-- start Data shown --

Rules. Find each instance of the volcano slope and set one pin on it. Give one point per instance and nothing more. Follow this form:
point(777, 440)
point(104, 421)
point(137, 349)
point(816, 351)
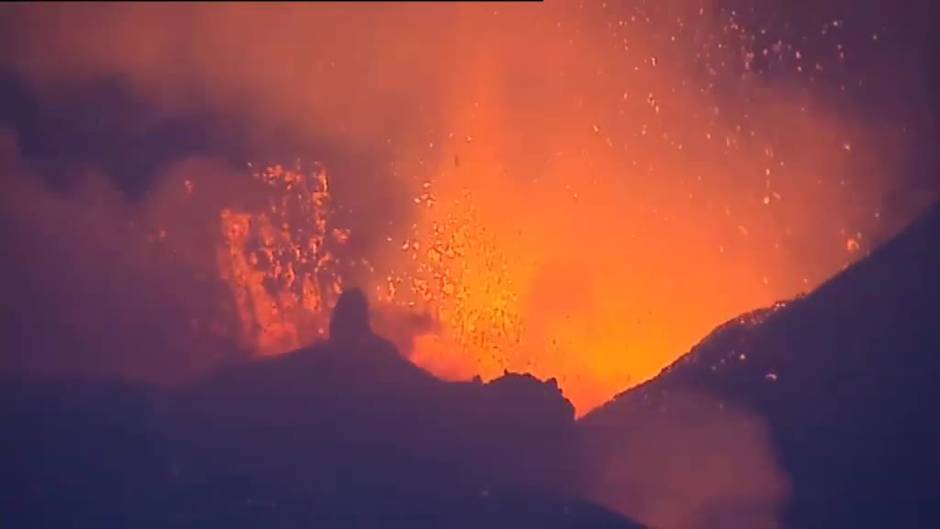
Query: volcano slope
point(334, 435)
point(818, 412)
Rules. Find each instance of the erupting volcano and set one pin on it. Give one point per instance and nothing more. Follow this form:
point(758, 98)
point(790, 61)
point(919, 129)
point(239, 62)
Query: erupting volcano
point(547, 206)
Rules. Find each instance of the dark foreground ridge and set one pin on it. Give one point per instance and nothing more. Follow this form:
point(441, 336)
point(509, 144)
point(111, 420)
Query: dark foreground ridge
point(846, 378)
point(343, 434)
point(817, 412)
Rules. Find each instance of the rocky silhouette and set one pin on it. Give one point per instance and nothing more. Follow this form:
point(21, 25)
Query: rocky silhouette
point(823, 406)
point(345, 433)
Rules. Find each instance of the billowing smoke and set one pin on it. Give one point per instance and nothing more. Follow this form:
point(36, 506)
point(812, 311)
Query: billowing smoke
point(590, 187)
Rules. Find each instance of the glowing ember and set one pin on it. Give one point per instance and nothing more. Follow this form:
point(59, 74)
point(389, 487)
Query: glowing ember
point(278, 260)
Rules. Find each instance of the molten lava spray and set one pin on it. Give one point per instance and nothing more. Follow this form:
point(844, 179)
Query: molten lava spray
point(580, 191)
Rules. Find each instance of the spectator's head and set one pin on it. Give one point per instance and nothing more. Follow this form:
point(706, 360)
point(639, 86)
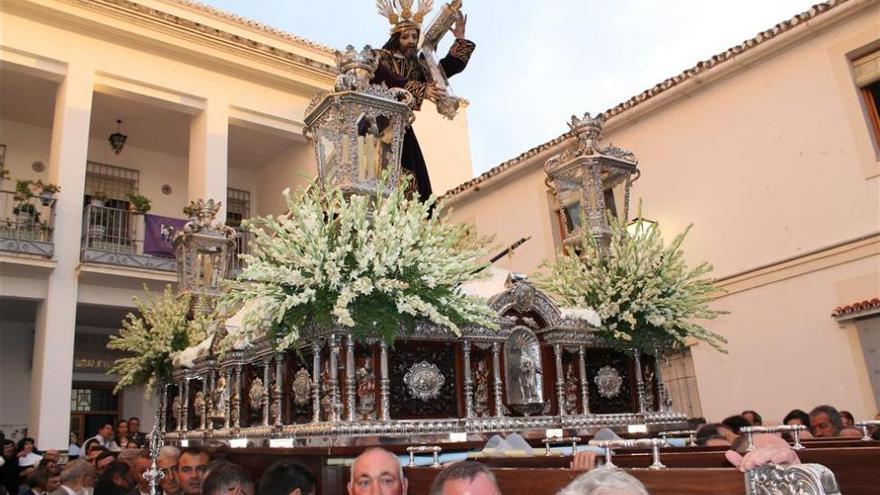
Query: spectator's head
point(228, 478)
point(847, 419)
point(106, 431)
point(122, 428)
point(753, 417)
point(139, 466)
point(465, 478)
point(736, 423)
point(26, 444)
point(604, 481)
point(797, 417)
point(191, 467)
point(116, 476)
point(104, 459)
point(78, 475)
point(825, 421)
point(8, 448)
point(287, 477)
point(167, 462)
point(39, 479)
point(714, 435)
point(377, 471)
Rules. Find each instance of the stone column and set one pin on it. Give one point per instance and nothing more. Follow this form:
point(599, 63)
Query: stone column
point(349, 378)
point(384, 382)
point(52, 370)
point(316, 382)
point(560, 379)
point(468, 380)
point(208, 141)
point(496, 380)
point(585, 386)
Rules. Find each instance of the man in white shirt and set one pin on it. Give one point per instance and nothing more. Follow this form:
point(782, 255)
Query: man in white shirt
point(77, 478)
point(104, 438)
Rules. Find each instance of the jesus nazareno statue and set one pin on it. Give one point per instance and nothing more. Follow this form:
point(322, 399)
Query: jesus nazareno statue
point(402, 66)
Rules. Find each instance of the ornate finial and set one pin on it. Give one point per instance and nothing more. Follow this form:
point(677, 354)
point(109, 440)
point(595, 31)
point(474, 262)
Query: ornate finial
point(355, 68)
point(400, 13)
point(154, 474)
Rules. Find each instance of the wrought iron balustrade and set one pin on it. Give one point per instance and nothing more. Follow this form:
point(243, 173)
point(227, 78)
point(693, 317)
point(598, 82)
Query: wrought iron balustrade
point(26, 226)
point(116, 237)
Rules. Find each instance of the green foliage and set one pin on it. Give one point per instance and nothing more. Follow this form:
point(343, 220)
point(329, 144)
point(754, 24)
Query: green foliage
point(153, 336)
point(372, 264)
point(642, 289)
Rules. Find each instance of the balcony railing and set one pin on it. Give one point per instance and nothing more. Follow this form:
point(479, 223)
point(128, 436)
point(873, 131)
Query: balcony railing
point(115, 236)
point(26, 226)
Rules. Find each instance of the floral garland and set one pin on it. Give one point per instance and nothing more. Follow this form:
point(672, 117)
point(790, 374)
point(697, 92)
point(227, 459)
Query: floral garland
point(642, 289)
point(153, 337)
point(372, 264)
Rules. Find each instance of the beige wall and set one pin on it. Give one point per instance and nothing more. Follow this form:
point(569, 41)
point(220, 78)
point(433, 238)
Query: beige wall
point(771, 162)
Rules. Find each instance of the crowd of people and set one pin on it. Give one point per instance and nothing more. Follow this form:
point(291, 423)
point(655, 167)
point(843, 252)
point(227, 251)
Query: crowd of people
point(114, 462)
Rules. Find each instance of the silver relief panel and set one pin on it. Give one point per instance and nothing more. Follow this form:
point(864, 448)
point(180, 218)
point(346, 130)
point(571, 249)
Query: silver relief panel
point(522, 365)
point(424, 380)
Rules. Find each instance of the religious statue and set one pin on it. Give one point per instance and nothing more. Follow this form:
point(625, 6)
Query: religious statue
point(402, 66)
point(366, 390)
point(571, 390)
point(199, 405)
point(481, 391)
point(526, 379)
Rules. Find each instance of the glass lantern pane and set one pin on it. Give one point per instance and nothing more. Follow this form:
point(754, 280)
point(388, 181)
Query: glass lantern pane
point(375, 136)
point(327, 154)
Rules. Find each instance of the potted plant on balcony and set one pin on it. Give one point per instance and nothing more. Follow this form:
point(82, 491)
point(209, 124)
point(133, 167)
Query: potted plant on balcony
point(46, 192)
point(25, 212)
point(139, 204)
point(98, 198)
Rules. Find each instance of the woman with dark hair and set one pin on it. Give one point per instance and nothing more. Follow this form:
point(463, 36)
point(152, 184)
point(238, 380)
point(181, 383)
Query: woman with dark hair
point(115, 480)
point(122, 434)
point(9, 467)
point(401, 66)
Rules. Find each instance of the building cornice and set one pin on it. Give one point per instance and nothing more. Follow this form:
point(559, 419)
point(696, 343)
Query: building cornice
point(188, 38)
point(740, 57)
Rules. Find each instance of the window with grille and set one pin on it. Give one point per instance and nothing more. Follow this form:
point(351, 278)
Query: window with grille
point(867, 77)
point(680, 381)
point(115, 182)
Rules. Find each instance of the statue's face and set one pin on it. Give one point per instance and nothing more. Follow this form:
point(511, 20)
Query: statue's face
point(409, 39)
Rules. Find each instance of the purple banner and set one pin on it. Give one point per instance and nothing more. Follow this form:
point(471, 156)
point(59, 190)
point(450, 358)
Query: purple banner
point(158, 233)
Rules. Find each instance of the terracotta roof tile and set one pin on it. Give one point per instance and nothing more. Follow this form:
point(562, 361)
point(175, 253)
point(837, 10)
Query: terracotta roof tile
point(250, 23)
point(856, 307)
point(729, 54)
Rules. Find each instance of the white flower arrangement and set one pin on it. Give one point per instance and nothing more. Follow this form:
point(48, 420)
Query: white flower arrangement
point(372, 264)
point(154, 337)
point(642, 289)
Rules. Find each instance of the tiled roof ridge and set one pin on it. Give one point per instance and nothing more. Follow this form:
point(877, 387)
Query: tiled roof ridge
point(856, 307)
point(251, 23)
point(658, 88)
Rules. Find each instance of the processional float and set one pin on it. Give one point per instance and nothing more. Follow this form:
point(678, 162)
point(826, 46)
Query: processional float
point(544, 368)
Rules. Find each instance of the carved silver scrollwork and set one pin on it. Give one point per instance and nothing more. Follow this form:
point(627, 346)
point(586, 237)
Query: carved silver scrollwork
point(424, 380)
point(302, 387)
point(608, 381)
point(801, 479)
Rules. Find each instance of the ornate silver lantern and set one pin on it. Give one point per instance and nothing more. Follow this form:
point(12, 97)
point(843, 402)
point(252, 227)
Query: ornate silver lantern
point(584, 179)
point(358, 128)
point(204, 250)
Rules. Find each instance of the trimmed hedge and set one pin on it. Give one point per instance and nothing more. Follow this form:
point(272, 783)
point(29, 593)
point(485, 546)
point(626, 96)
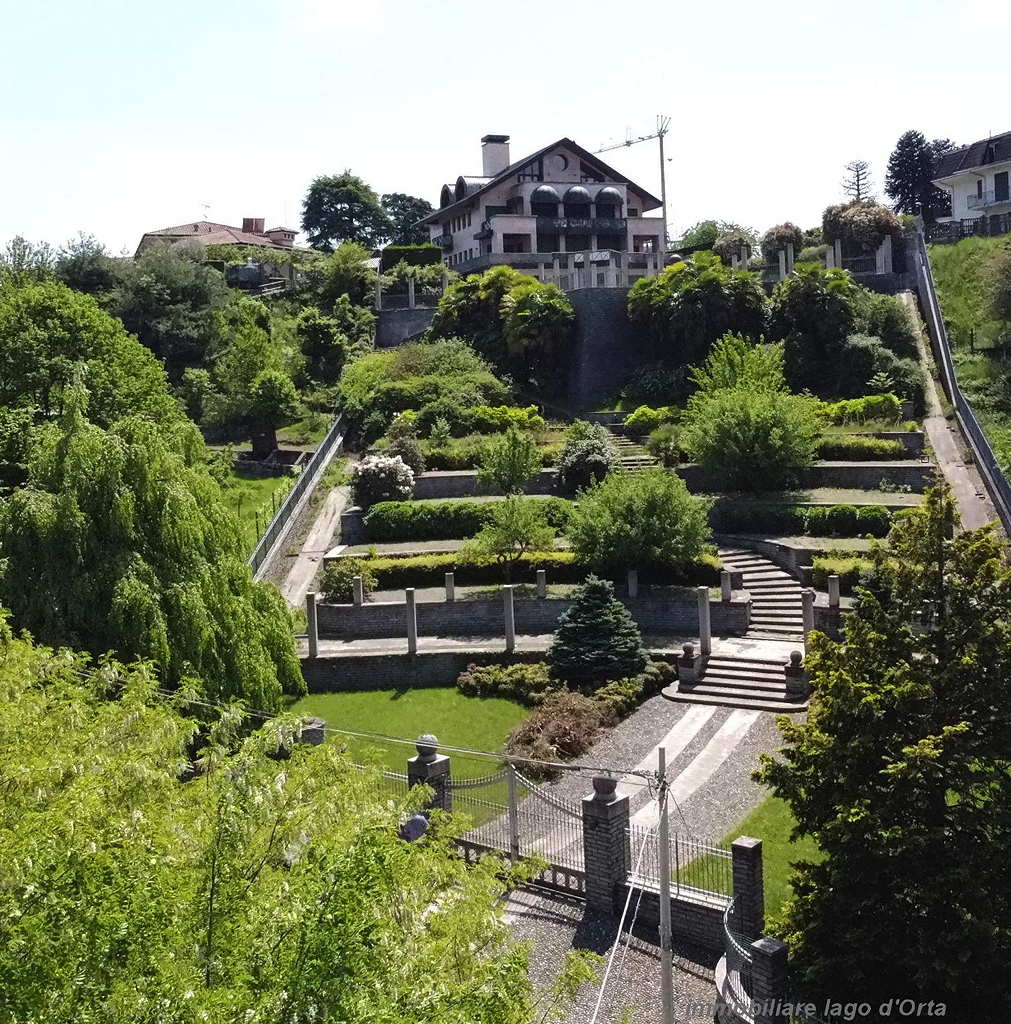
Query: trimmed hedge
point(390, 522)
point(858, 448)
point(733, 516)
point(872, 407)
point(561, 566)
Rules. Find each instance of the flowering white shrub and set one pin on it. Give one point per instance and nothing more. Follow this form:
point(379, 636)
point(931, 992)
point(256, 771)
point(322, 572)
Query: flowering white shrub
point(381, 478)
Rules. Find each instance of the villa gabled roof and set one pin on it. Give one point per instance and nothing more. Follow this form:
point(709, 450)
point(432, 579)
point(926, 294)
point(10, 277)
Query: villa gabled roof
point(649, 201)
point(985, 151)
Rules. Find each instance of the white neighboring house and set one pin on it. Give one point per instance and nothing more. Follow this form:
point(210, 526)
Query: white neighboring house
point(530, 213)
point(978, 178)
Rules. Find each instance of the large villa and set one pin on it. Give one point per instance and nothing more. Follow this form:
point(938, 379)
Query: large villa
point(531, 213)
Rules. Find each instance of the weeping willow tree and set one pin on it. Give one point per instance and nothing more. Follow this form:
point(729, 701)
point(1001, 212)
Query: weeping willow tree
point(119, 542)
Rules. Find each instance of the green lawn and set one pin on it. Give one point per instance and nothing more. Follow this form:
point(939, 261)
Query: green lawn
point(479, 723)
point(771, 821)
point(251, 497)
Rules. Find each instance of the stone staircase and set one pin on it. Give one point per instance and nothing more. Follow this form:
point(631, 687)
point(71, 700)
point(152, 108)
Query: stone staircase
point(632, 457)
point(728, 681)
point(775, 604)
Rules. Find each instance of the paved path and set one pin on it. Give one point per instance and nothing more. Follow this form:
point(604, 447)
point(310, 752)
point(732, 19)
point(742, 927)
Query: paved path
point(320, 538)
point(974, 507)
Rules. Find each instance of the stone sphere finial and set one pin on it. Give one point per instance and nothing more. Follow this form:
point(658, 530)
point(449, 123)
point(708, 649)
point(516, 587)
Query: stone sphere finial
point(427, 747)
point(604, 786)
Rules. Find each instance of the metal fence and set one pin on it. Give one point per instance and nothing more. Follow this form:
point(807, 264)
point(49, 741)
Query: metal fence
point(990, 469)
point(698, 867)
point(292, 505)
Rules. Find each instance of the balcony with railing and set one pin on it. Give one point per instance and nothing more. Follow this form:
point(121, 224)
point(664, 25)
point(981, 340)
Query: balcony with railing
point(988, 198)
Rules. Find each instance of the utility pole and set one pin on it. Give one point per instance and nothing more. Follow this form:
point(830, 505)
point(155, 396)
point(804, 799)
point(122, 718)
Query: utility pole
point(666, 955)
point(663, 126)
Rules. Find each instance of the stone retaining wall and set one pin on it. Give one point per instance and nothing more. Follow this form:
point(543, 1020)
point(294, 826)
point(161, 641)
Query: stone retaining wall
point(676, 613)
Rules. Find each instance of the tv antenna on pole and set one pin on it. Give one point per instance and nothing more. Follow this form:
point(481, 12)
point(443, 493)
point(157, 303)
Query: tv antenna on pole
point(663, 126)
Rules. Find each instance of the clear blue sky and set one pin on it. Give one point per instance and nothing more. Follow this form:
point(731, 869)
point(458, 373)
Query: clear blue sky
point(127, 115)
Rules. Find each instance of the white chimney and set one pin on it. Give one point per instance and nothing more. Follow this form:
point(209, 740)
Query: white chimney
point(495, 155)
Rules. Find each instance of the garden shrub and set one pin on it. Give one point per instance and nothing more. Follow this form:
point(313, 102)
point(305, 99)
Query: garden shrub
point(872, 407)
point(638, 521)
point(645, 420)
point(564, 726)
point(596, 639)
point(527, 684)
point(852, 448)
point(380, 478)
point(665, 444)
point(391, 522)
point(587, 457)
point(337, 582)
point(408, 449)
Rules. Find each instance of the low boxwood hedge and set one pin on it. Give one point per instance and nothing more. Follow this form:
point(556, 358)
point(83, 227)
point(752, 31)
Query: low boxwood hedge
point(859, 448)
point(731, 515)
point(390, 522)
point(561, 566)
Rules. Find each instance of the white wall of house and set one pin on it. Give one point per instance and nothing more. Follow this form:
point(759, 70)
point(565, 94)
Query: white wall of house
point(975, 193)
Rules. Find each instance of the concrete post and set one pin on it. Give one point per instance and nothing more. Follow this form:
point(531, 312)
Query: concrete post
point(807, 608)
point(510, 617)
point(412, 612)
point(431, 768)
point(606, 853)
point(768, 981)
point(705, 630)
point(311, 627)
point(749, 888)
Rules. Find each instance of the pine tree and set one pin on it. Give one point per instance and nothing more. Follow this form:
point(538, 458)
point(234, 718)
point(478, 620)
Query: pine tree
point(856, 184)
point(596, 639)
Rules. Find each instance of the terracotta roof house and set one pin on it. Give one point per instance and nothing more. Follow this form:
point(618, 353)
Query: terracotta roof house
point(210, 233)
point(977, 178)
point(530, 213)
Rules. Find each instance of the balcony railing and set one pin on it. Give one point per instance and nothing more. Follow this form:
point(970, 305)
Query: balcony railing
point(603, 225)
point(988, 198)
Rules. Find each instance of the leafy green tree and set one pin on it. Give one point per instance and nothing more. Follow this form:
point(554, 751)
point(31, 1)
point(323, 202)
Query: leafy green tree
point(812, 313)
point(510, 461)
point(596, 639)
point(342, 208)
point(900, 775)
point(639, 521)
point(272, 401)
point(248, 894)
point(516, 525)
point(753, 439)
point(343, 272)
point(168, 297)
point(691, 303)
point(909, 180)
point(734, 361)
point(404, 212)
point(119, 541)
point(84, 264)
point(47, 331)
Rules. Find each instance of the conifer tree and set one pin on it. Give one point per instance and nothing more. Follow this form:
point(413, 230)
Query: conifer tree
point(597, 639)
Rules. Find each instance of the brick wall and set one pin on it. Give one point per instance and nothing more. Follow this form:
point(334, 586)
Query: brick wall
point(696, 920)
point(674, 613)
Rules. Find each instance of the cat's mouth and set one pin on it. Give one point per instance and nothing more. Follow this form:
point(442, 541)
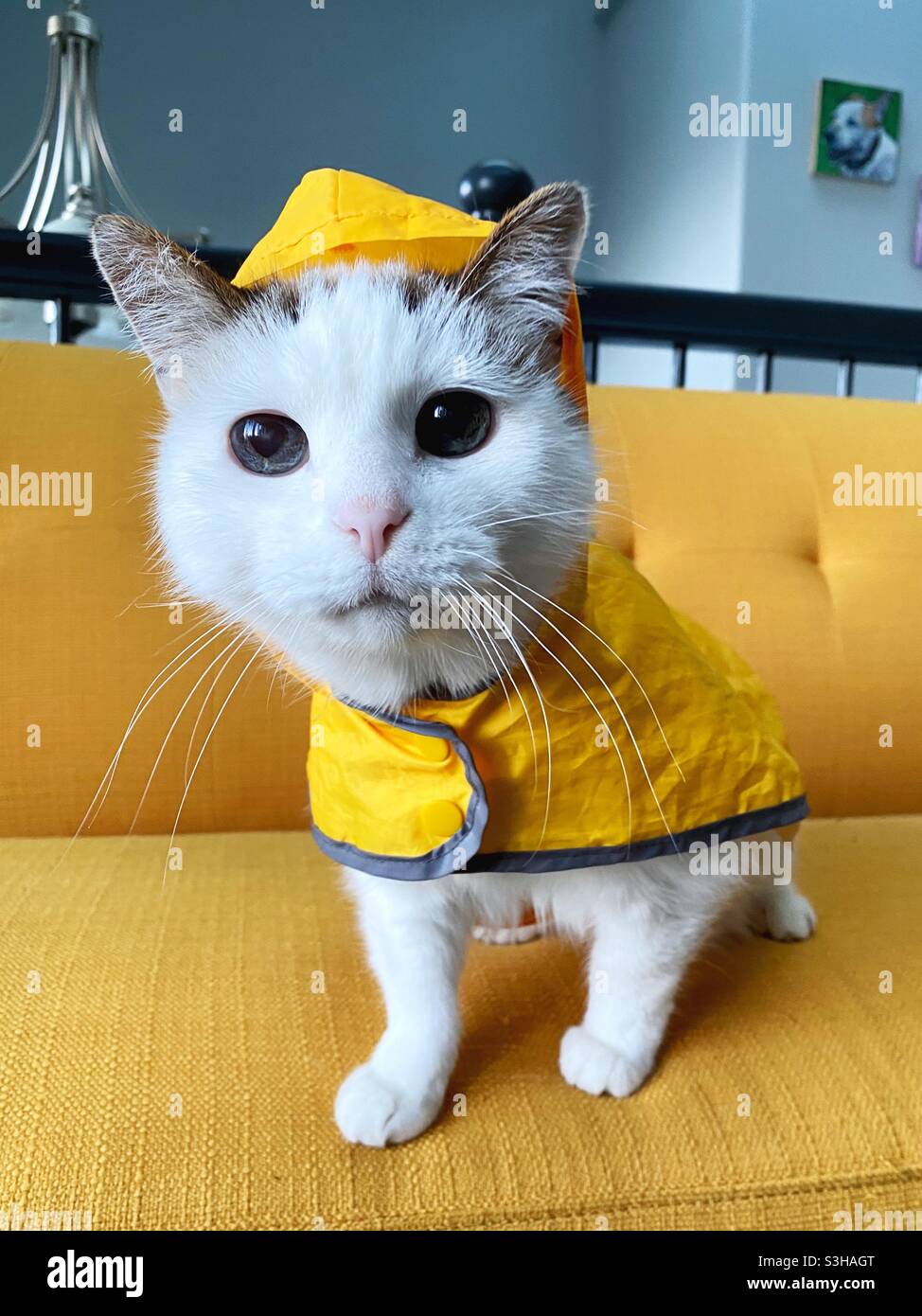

-- end Data shown --

_Work instructions_
Rewrite the entries, starting with the line with "Rules. Find each instance of the low" and going on through the line with "point(975, 193)", substituting "privet" for "boxwood" and changing nothing else.

_Response below_
Rules. Find each instance of the low privet hedge and set one pin on it. Give one point per instance and nothing more. Follow this form:
point(556, 358)
point(83, 227)
point(752, 31)
Query: low privet hedge
point(859, 448)
point(731, 515)
point(390, 522)
point(561, 566)
Rules. Find each instance of the white wall of house and set one pin on it. Give one point per instance and nothing more. Follow this form:
point(759, 70)
point(565, 94)
Query: white wall of house
point(975, 193)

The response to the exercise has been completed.